* [Exercise passage]
Dr. Mark Testa stands inside of the UNC School of Social Work on June 29, 2017, at the Tate-Turner-Kuralt Building in Chapel Hill. Dr. Testa is a Sandra Reeves Spears and John B. Turner Distinguished Professor. He is also a nationally recognized child welfare expert and the architect of innovative reforms in the fields of child protection and foster care. (Johnny Andrews/UNC-Chapel Hill)
Child welfare is running an evidence deficit.
There are too few programs in circulation with credible evidence of their effectiveness in improving the safety, family permanence and well-being of vulnerable children. Of the 452 programs catalogued by the California Evidence-Based Clearinghouse for Child Welfare, only 31 (7 percent) have received the highest acknowledgment of effectiveness, a rating of “well-supported.” Just five of those 31 are specifically designed or commonly used for children served by the child welfare system.
The Family First Prevention Services Act will enable states to claim federal Title IV-E entitlement funds for services to prevent the use of foster care beginning October 1, 2019. But it also mandates that at least one-half of that money has to be spent on programs that meet the standards of being “well-supported.” There is a pressing need to expand the supply of programs that meet those standards by increasing the rigor of existing systems for outcomes monitoring, program evaluation and quality improvement.
Programs receiving a rating of well-supported must have results supported by at least two randomized controlled trials or quasi-experimental evaluations of the program’s effectiveness in different, usual care settings. Given the sizable evidence deficit, public and private child welfare agencies worry they won’t be able to satisfy the rigorous evidence standards necessary to receive federal funding.
Fortunately, there are rigorous evaluation designs that can quickly become incorporated into existing administrative data systems. In medical settings, they are called pragmatic trials. By automating the unbiased allocation of children, families or providers to intervention and comparison groups, it is possible to generate credible evidence of the comparative effectiveness of an intervention compared to usual or alternative services.
By tracking the desired outcomes with existing administrative data, it is practicable to ramp up the testing of promising interventions at low cost to determine what works better, for whom, and under what conditions.
The feasibility of incorporating rigorous evaluation designs into existing data systems has been repeatedly demonstrated through the Title IV-E waiver experiments launched by states in the late 1990s and early 2000s. Assisted guardianship demonstrations fielded in Illinois, Tennessee and Wisconsin relied on the automated randomization of sibling groups to a program that offered relative caregivers a choice: guardianship subsidies, adoption assistance or long-term foster care.
Through this automated randomization, states were able to demonstrate that offering a guardianship assistance option boosted permanency rates overall, saving taxpayer dollars on longer stays in foster care. Due to the rigor of the evaluations and replicability of the results, the Congressional Budget Office scored the program a cost saver. In 2008, the Guardianship Assistance Program became federal law with passage of the Fostering Connections to Success and Increasing Adoptions Act.

* [Study questions]
1: Answer these questions about the child welfare article, using only what it states:
(a) How many programs has the California Evidence-Based Clearinghouse for Child Welfare catalogued?
(b) Beginning on what date will the Family First Prevention Services Act let states claim federal Title IV-E entitlement funds for services to prevent the use of foster care?
(c) In what year did the Guardianship Assistance Program become federal law?
2: Reproduce word for word the part of the child welfare article starting with "The feasibility of" and going on through "long-term foster care.".
3: Pick up the child welfare article after its final sentence and extend it in the same voice.

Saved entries
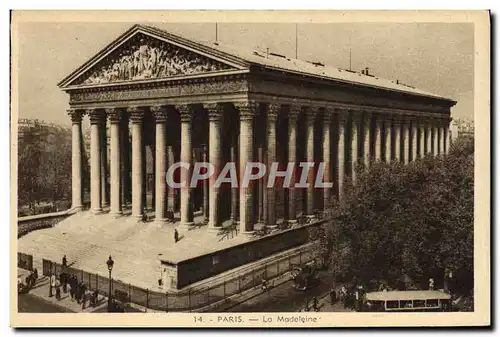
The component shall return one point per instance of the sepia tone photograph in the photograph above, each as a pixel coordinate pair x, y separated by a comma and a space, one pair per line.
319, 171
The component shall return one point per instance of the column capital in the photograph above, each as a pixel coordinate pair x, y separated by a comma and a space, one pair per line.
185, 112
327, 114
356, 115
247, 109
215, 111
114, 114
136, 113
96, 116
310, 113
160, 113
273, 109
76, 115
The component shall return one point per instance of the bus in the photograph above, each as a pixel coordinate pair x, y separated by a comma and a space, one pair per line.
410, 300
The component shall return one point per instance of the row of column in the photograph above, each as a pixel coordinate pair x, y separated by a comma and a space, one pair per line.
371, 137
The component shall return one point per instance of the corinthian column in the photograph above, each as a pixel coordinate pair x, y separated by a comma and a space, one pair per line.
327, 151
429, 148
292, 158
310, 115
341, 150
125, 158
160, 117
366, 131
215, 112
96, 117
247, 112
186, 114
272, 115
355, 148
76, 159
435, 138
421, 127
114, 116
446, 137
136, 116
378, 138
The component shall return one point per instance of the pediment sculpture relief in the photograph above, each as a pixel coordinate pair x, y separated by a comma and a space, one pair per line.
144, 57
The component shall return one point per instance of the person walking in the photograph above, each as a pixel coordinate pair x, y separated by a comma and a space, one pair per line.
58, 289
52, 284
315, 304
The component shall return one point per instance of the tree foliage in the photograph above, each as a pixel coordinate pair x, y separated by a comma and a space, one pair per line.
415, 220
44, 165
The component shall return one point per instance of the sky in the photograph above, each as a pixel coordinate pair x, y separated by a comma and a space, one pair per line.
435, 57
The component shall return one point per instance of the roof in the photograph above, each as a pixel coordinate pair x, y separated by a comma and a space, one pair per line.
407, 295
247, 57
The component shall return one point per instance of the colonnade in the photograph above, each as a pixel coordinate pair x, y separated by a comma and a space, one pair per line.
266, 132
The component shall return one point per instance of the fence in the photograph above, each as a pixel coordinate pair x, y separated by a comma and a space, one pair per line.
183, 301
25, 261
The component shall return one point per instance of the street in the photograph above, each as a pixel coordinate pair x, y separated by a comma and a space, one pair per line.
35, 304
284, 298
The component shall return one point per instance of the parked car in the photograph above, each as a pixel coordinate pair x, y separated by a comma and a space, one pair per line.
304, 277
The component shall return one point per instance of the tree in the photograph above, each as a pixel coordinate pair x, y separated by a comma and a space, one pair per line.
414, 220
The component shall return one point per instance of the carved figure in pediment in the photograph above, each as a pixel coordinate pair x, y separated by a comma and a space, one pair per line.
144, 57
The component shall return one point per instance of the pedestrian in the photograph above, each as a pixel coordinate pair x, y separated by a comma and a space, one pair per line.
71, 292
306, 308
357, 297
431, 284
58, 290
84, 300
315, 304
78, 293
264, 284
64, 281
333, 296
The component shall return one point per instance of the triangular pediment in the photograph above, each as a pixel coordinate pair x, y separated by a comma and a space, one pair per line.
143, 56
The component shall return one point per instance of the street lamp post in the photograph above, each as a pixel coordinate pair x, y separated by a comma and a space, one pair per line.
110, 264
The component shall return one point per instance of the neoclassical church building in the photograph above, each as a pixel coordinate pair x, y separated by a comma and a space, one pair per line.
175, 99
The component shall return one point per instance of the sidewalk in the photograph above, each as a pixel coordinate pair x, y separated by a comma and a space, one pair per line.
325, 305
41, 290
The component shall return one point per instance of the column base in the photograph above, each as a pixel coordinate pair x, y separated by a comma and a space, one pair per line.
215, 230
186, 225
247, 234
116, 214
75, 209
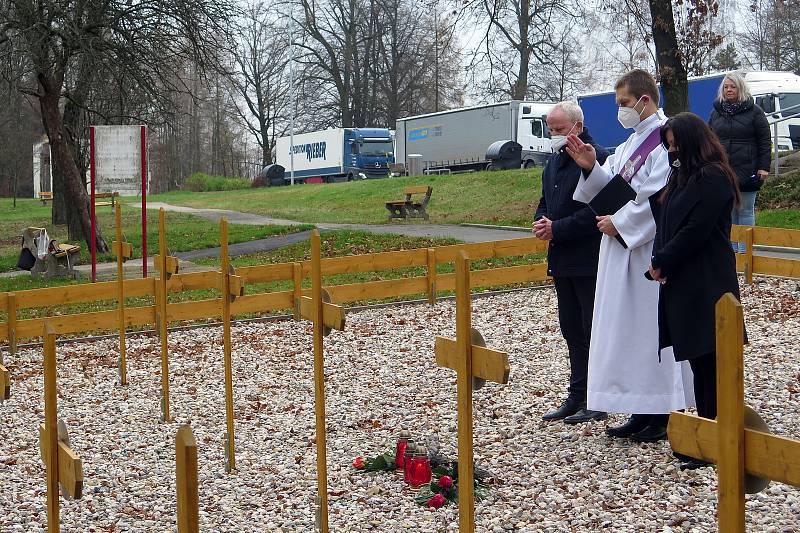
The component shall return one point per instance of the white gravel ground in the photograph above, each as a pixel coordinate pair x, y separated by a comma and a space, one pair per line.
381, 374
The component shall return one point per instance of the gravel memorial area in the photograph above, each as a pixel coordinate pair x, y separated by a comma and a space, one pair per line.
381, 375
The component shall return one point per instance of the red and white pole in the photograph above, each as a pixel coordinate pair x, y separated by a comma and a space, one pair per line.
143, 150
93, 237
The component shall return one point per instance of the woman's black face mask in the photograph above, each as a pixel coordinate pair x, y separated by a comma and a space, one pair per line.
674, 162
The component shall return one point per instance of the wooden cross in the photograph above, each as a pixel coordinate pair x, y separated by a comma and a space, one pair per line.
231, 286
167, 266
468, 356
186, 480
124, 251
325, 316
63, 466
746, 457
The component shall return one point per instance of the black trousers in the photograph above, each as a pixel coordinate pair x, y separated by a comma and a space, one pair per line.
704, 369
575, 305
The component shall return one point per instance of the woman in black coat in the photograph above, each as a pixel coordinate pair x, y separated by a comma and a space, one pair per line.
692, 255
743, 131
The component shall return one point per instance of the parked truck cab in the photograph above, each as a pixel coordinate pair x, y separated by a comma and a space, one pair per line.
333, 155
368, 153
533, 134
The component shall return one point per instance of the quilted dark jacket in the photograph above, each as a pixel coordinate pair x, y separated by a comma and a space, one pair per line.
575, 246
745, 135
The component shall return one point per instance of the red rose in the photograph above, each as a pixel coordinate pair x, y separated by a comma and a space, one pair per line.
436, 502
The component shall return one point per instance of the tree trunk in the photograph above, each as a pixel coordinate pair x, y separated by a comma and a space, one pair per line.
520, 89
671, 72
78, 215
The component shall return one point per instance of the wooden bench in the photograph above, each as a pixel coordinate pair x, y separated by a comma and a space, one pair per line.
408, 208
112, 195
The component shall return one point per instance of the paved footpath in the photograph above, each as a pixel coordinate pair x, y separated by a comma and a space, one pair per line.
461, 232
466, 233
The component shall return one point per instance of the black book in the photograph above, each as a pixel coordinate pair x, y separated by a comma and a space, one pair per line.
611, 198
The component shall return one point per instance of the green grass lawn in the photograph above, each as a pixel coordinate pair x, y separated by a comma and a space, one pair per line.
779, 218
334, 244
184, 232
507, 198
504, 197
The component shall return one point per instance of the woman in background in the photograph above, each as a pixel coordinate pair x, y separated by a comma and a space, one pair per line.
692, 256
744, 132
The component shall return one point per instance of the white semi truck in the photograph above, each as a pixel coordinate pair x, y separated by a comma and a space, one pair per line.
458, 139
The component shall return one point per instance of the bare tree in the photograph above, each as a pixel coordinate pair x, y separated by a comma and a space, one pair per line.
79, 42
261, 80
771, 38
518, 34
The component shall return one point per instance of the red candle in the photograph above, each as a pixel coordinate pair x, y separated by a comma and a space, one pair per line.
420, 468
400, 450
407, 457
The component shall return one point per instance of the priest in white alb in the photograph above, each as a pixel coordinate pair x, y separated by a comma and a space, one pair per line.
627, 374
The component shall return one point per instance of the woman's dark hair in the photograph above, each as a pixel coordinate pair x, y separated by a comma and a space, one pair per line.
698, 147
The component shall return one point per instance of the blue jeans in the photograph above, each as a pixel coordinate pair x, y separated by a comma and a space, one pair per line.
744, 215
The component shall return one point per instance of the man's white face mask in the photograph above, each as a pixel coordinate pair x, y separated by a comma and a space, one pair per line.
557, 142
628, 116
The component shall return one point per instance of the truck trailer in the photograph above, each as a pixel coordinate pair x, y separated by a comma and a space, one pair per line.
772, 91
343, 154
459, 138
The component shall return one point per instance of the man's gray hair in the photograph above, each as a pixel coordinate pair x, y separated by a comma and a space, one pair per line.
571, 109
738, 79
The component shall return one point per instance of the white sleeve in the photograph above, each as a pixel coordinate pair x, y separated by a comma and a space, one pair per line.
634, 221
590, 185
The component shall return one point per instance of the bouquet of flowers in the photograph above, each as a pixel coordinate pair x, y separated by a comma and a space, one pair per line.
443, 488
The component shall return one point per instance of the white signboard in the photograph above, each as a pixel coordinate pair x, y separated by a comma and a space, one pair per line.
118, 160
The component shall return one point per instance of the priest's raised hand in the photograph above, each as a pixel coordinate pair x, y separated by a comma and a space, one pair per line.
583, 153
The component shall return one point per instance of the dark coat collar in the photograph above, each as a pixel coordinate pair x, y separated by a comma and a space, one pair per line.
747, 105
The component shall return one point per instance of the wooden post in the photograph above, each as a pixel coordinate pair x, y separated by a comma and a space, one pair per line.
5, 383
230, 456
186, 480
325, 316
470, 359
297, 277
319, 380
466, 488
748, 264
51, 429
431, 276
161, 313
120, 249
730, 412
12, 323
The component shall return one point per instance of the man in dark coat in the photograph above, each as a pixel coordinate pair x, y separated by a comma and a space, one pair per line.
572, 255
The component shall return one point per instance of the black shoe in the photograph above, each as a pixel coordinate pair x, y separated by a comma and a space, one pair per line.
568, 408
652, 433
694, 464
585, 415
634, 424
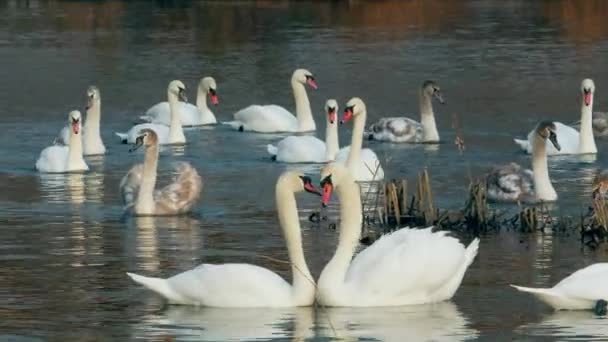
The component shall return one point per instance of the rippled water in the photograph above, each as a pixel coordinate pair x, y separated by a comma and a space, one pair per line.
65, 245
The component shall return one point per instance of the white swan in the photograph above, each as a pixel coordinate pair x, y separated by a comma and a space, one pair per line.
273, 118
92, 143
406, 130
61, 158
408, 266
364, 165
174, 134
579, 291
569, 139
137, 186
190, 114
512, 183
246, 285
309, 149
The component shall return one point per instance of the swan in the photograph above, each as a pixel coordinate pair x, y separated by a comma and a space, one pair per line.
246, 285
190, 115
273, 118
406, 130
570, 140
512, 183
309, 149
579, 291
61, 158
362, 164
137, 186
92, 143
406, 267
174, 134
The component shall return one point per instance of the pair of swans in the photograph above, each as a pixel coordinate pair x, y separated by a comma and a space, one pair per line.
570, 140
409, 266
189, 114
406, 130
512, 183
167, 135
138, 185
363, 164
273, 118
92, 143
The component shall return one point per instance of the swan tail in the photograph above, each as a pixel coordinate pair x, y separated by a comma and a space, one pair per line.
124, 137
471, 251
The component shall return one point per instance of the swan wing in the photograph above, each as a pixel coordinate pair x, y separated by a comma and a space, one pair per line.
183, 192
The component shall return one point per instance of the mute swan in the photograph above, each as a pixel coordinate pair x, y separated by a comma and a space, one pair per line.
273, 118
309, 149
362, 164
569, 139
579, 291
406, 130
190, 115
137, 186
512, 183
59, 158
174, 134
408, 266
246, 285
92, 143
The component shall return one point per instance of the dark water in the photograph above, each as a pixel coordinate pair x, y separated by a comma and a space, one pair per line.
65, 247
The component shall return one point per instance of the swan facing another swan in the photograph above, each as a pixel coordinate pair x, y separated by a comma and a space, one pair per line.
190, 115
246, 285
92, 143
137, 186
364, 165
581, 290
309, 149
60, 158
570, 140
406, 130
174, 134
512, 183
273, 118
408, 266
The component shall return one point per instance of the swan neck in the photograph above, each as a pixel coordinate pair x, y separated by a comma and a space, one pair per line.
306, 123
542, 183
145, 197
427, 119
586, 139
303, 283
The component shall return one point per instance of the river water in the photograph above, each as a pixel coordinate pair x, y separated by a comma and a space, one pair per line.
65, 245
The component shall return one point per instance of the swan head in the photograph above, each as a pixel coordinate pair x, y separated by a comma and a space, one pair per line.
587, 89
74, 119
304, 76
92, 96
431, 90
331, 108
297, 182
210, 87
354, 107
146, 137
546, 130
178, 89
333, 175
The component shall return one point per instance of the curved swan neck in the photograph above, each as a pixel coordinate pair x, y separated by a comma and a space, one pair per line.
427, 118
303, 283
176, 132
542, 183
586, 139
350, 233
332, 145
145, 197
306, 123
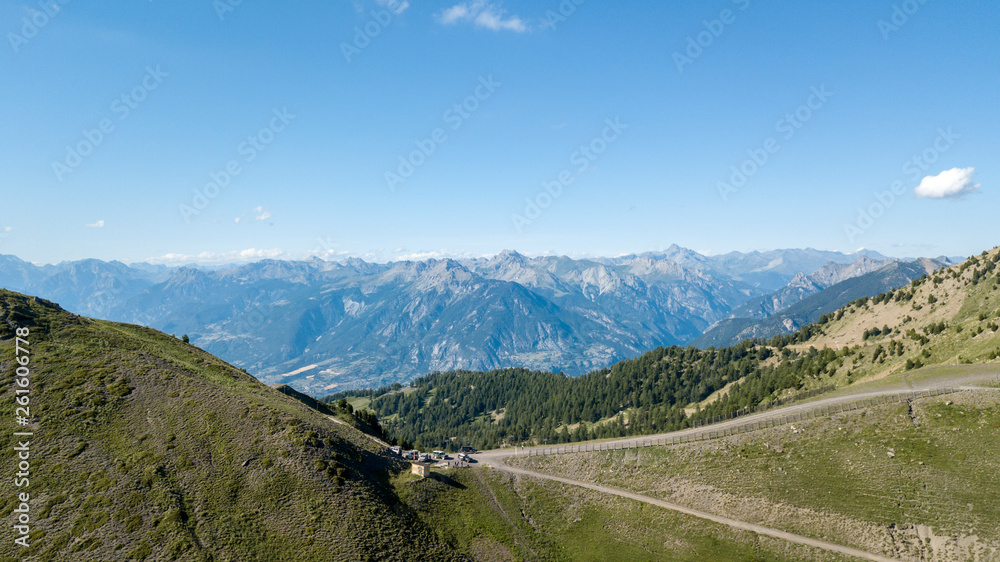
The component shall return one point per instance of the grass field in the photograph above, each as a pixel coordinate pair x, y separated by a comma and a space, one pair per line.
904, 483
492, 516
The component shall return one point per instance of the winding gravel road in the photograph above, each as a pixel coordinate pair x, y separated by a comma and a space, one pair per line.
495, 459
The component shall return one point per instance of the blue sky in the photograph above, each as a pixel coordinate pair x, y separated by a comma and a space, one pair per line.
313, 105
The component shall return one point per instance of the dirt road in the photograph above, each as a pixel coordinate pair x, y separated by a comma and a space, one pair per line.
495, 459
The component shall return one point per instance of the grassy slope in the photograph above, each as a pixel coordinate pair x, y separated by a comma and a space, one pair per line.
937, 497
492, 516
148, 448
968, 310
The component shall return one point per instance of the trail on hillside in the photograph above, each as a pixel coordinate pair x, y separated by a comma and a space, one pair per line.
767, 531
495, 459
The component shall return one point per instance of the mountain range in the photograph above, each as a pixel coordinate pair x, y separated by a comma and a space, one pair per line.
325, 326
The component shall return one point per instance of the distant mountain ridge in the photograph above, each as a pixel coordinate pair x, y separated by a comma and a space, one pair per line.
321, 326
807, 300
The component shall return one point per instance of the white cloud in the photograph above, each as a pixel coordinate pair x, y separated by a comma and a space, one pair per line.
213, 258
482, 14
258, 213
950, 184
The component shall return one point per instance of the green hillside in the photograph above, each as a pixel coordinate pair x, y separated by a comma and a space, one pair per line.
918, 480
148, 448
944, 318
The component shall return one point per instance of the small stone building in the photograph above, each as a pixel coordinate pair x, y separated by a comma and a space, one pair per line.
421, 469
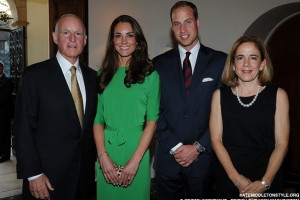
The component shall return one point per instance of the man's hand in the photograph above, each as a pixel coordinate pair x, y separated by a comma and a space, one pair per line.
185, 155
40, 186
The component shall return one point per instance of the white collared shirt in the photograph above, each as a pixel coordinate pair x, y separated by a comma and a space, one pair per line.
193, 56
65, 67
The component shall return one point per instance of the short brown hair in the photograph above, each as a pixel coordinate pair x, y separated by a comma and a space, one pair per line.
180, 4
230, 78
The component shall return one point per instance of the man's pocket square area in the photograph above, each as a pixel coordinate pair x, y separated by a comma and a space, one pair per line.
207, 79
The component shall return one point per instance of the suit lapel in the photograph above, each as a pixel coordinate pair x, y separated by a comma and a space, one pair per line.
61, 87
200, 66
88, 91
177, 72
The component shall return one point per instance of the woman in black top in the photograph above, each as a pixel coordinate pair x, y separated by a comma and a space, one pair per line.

* [Written responses]
1:
(a) 452
(b) October 1, 2019
(c) 2008

2:
The feasibility of incorporating rigorous evaluation designs into existing data systems has been repeatedly demonstrated through the Title IV-E waiver experiments launched by states in the late 1990s and early 2000s. Assisted guardianship demonstrations fielded in Illinois, Tennessee and Wisconsin relied on the automated randomization of sibling groups to a program that offered relative caregivers a choice: guardianship subsidies, adoption assistance or long-term foster care.

3:
Similar uses of automated allocation routines and administrative data to test child welfare interventions have also borne fruit. The Illinois Drug Recovery Coach and Birth through Three IV-E waiver demonstrations utilized the rotational assignment of cases to local offices and provider agencies to form statistically comparable groups. The Safe Families for Children evaluation funded by the Laura and John Arnold Foundation relied on the alternation method to allocate every other referral to the intervention or services-as-usual. A low-cost rigorous evaluation funded by the Coalition for Evidence-Based Policy involved the allocation of eligible births to a postpartum nurse home visiting program based on the weekday the child was born.
Automating unbiased assignment to treatment groups and tracking outcomes with administrative data hold great promise for expanding the supply of evidence-supported programs. But it is only a first step. States will need to mount multiple demonstrations in collaboration with public and private agencies.
Even then, building evidence of program effectiveness is not an easy task. Reviews of randomized controlled trials conducted in multiple arenas show that for every five promising interventions, one will be identified as a reproducible success. But those odds should not sap morale; rather, it should challenge our sector to multiply evidence-building efforts.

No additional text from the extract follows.